TASK INSTRUCTIONS -
Every line of the material is to be duplicated precisely.

STUDY MATERIAL -
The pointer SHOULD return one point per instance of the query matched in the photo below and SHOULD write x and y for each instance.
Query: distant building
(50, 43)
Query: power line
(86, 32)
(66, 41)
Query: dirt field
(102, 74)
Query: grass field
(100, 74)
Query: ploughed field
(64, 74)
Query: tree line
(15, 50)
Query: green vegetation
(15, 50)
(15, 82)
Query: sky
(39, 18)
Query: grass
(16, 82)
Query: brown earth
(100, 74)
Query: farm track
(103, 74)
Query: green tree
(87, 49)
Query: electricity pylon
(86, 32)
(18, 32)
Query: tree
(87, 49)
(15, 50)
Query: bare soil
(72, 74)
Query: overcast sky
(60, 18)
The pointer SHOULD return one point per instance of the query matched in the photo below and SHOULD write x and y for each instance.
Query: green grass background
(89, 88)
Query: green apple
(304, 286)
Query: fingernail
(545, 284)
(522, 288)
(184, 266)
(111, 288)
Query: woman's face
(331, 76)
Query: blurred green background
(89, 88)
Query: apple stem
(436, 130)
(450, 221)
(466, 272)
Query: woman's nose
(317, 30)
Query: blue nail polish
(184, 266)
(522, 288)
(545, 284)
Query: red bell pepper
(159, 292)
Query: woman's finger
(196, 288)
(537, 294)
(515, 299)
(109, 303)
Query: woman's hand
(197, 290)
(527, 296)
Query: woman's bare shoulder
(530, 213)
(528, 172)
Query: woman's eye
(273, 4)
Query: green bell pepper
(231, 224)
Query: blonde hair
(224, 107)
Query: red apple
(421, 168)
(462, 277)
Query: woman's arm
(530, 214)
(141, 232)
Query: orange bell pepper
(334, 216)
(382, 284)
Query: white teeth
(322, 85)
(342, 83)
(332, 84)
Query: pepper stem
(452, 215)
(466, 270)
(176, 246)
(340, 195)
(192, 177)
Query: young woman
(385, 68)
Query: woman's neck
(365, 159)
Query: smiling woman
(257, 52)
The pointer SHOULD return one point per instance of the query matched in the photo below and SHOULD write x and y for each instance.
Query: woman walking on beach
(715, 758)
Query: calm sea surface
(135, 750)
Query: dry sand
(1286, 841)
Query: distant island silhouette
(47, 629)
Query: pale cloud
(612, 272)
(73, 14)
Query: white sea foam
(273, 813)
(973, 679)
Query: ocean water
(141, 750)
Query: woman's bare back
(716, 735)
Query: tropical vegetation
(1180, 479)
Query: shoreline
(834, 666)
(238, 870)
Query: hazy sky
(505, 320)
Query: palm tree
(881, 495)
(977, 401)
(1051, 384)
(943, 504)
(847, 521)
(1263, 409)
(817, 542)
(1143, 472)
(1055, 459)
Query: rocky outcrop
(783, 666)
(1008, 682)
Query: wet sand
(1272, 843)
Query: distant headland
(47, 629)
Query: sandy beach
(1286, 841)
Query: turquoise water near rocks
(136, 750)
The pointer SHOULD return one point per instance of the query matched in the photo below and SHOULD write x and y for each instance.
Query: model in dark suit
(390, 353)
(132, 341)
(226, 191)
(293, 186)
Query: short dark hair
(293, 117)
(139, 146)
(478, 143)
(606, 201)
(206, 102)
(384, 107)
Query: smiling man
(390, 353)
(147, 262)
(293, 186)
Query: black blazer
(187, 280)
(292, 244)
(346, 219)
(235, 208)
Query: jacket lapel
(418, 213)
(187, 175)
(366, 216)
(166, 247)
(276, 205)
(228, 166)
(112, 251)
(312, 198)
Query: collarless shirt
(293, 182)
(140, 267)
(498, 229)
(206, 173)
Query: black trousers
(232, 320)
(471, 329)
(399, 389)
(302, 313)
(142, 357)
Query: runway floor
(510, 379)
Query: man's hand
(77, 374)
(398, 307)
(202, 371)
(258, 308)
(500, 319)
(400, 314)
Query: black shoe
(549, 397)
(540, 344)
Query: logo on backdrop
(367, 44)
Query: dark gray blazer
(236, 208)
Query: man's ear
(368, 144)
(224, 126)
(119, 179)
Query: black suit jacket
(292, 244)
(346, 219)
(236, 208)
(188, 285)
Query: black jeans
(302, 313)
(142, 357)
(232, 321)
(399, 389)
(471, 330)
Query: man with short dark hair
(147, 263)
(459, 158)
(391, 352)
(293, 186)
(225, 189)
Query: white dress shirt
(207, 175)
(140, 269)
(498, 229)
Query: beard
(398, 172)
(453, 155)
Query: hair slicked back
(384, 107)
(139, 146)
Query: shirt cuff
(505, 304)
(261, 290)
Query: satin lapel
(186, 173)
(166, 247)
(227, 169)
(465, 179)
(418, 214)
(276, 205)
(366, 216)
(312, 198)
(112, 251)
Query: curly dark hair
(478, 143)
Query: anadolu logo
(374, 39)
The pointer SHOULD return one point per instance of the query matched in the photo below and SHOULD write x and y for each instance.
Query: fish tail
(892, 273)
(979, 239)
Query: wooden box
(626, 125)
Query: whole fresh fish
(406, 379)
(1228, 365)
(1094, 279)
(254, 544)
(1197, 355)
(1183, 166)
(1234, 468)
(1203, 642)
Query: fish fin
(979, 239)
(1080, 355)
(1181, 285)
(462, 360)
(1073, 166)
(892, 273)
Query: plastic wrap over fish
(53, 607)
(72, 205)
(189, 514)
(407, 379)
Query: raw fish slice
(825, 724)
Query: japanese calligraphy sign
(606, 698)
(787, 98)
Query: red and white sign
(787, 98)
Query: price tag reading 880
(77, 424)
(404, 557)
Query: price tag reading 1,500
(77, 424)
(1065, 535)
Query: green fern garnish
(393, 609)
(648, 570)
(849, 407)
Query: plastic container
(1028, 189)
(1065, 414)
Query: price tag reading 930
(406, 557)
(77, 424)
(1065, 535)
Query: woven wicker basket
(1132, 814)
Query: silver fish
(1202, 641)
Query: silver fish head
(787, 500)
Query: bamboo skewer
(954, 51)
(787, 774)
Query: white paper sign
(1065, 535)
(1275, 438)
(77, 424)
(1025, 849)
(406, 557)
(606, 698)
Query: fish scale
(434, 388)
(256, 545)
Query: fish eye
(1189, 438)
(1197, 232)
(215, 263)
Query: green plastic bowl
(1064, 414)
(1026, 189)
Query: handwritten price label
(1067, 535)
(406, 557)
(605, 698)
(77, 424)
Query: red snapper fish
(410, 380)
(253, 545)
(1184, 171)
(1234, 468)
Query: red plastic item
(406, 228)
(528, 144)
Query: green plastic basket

TASK RESPONSE -
The pointer SHOULD return one point per instance of the query matched in the photo below and SHOULD write x and y for each instance.
Query: distant building
(50, 43)
Query: power line
(86, 32)
(66, 41)
Query: dirt field
(102, 74)
Query: grass field
(100, 74)
Query: ploughed field
(64, 74)
Query: tree line
(15, 50)
Query: green vegetation
(15, 50)
(15, 82)
Query: sky
(39, 18)
Query: grass
(16, 82)
Query: brown earth
(100, 74)
Query: farm track
(103, 74)
Query: green tree
(87, 49)
Query: electricity pylon
(86, 32)
(18, 32)
Query: tree
(87, 49)
(15, 50)
Query: bare soil
(72, 74)
Query: overcast sky
(60, 18)
The pointer SHOULD return one point per instance of the query matched in the photo below and SHOULD write x and y for each instance.
Query: green grass background
(89, 88)
Query: green apple
(304, 286)
Query: fingernail
(545, 284)
(522, 288)
(184, 266)
(111, 288)
Query: woman's face
(331, 76)
Query: blurred green background
(89, 88)
Query: apple stem
(436, 130)
(450, 221)
(466, 272)
Query: woman's nose
(317, 30)
Query: blue nail polish
(184, 266)
(522, 288)
(545, 284)
Query: red bell pepper
(159, 292)
Query: woman's finger
(196, 288)
(537, 294)
(515, 299)
(109, 303)
Query: woman's hand
(197, 290)
(527, 296)
Query: woman's bare shoulder
(530, 213)
(528, 172)
Query: woman's eye
(273, 4)
Query: green bell pepper
(231, 224)
Query: blonde hair
(224, 107)
Query: red apple
(421, 168)
(462, 277)
Query: woman's arm
(530, 214)
(141, 232)
Query: orange bell pepper
(334, 216)
(382, 284)
Query: white teeth
(322, 85)
(342, 83)
(332, 84)
Query: pepper stem
(452, 215)
(466, 270)
(176, 246)
(340, 195)
(192, 177)
Query: young woman
(385, 68)
Query: woman's neck
(365, 159)
Query: smiling woman
(257, 52)
The pointer SHOULD return one point per instance of the query matched in the photo below and SHOULD write x and y for each instance.
Query: woman walking on beach
(715, 758)
Query: calm sea surface
(135, 750)
Query: dry sand
(1286, 841)
Query: distant island silhouette
(47, 629)
Query: pale cloud
(612, 272)
(73, 14)
Query: white sea foam
(273, 813)
(973, 679)
Query: ocean water
(141, 750)
Query: woman's bare back
(716, 735)
Query: tropical vegetation
(1180, 479)
Query: shoreline
(834, 666)
(238, 870)
Query: hazy sky
(505, 320)
Query: palm tree
(881, 495)
(977, 401)
(1051, 384)
(943, 504)
(847, 521)
(1263, 409)
(817, 542)
(1143, 472)
(1055, 459)
Query: rocky outcrop
(783, 666)
(1008, 682)
Query: wet sand
(1272, 843)
Query: distant headland
(47, 629)
Query: sandy beach
(1286, 841)
Query: turquoise water near rocks
(136, 750)
The pointer SHOULD return one point per instance of the query matched in the photo below and SHOULD write x and y for each instance.
Query: model in dark suit
(390, 353)
(132, 341)
(226, 191)
(293, 186)
Query: short dark hair
(293, 117)
(139, 146)
(478, 143)
(606, 201)
(206, 102)
(384, 107)
Query: smiling man
(390, 353)
(147, 262)
(293, 186)
Query: black blazer
(187, 280)
(292, 244)
(346, 219)
(235, 208)
Query: jacket lapel
(418, 213)
(187, 175)
(366, 216)
(166, 247)
(276, 205)
(228, 166)
(112, 251)
(312, 198)
Query: collarless shirt
(293, 182)
(140, 267)
(498, 229)
(206, 173)
Query: black trousers
(232, 320)
(471, 329)
(399, 389)
(302, 313)
(142, 357)
Query: runway floor
(510, 379)
Query: man's hand
(77, 374)
(398, 307)
(202, 371)
(258, 308)
(500, 319)
(400, 314)
Query: black shoe
(549, 397)
(540, 344)
Query: logo on backdrop
(367, 44)
Query: dark gray blazer
(236, 208)
Query: man's ear
(368, 144)
(224, 126)
(119, 179)
Query: black suit jacket
(292, 244)
(346, 219)
(236, 208)
(188, 285)
Query: black jeans
(302, 313)
(142, 357)
(232, 321)
(399, 389)
(471, 330)
Query: man with short dark hair
(147, 263)
(459, 158)
(391, 352)
(293, 186)
(225, 189)
Query: white dress shirt
(207, 175)
(140, 269)
(498, 229)
Query: beard
(398, 172)
(453, 155)
Query: hair slicked back
(384, 107)
(139, 146)
Query: shirt cuff
(505, 304)
(261, 290)
Query: satin lapel
(186, 173)
(166, 247)
(227, 169)
(465, 179)
(418, 214)
(276, 205)
(366, 216)
(312, 198)
(112, 251)
Query: curly dark hair
(478, 143)
Query: anadolu logo
(374, 39)
The pointer SHOULD return one point per instance of the query matched in the photo below and SHOULD write x and y for each instance.
Query: fish tail
(892, 273)
(979, 239)
Query: wooden box
(626, 125)
Query: whole fresh fish
(406, 379)
(1228, 365)
(1094, 279)
(254, 544)
(1197, 355)
(1183, 166)
(1234, 468)
(1203, 642)
Query: fish fin
(979, 239)
(1080, 355)
(1181, 285)
(462, 360)
(1073, 166)
(892, 273)
Query: plastic wrap over fish
(53, 607)
(72, 205)
(189, 514)
(407, 379)
Query: raw fish slice
(825, 724)
Query: japanese calligraphy sign
(606, 698)
(787, 98)
Query: red and white sign
(787, 98)
Query: price tag reading 880
(77, 424)
(404, 557)
Query: price tag reading 1,500
(77, 424)
(1065, 535)
Query: green fern garnish
(393, 609)
(648, 570)
(849, 407)
Query: plastic container
(1028, 189)
(1065, 414)
Query: price tag reading 930
(406, 557)
(77, 424)
(1065, 535)
Query: woven wicker basket
(1132, 814)
Query: silver fish
(1202, 641)
Query: silver fish head
(787, 500)
Query: bamboo skewer
(954, 51)
(787, 774)
Query: white paper sign
(1065, 535)
(1275, 438)
(77, 424)
(1025, 849)
(406, 557)
(606, 698)
Query: fish scale
(434, 388)
(256, 545)
Query: fish eye
(1189, 438)
(1197, 232)
(215, 263)
Query: green plastic bowl
(1064, 414)
(1026, 189)
Query: handwritten price label
(1067, 535)
(406, 557)
(605, 698)
(77, 424)
Query: red snapper fish
(410, 380)
(253, 545)
(1184, 171)
(1234, 468)
Query: red plastic item
(406, 228)
(528, 144)
Query: green plastic basket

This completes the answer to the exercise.